--- RECORDS SUPPLIED ---

────────

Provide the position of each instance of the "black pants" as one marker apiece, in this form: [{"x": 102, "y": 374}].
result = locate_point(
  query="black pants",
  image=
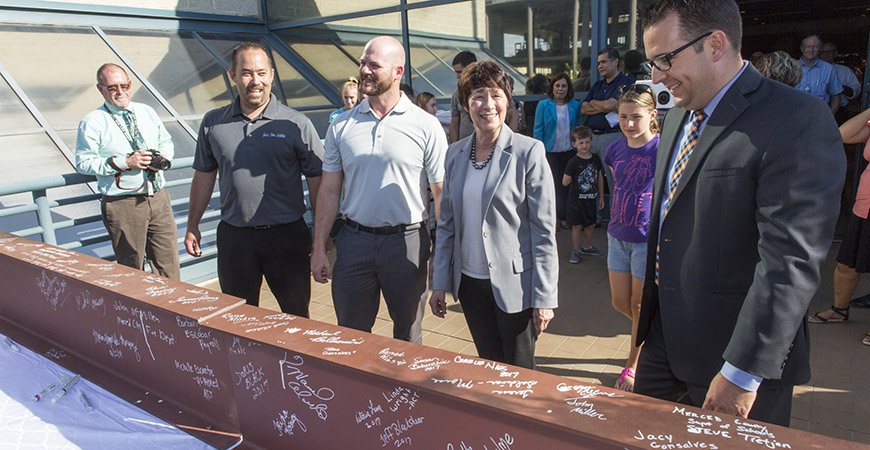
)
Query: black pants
[
  {"x": 558, "y": 162},
  {"x": 655, "y": 379},
  {"x": 499, "y": 336},
  {"x": 279, "y": 252}
]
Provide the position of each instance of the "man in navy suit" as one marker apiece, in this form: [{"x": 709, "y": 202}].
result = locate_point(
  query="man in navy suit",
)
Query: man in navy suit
[{"x": 744, "y": 205}]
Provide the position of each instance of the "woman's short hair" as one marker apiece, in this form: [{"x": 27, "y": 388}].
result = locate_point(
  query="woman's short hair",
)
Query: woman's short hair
[
  {"x": 422, "y": 98},
  {"x": 557, "y": 77},
  {"x": 483, "y": 74},
  {"x": 780, "y": 67}
]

────────

--- GOAL OF THE EXERCISE ---
Which lines run from the one holding "Query: man in navy suit" through the end of the data? Write them out exactly, ends included, and add nothing.

--- SOLUTION TO THIS EXERCISE ---
Query: man in navy suit
[{"x": 744, "y": 205}]
Provide the position of each instance of the "woman's short hair" as one marker apiece, in this form: [{"x": 27, "y": 388}].
result = locate_point(
  query="woman's short hair",
)
Query: woman's short hair
[
  {"x": 422, "y": 98},
  {"x": 557, "y": 77},
  {"x": 483, "y": 74},
  {"x": 780, "y": 67}
]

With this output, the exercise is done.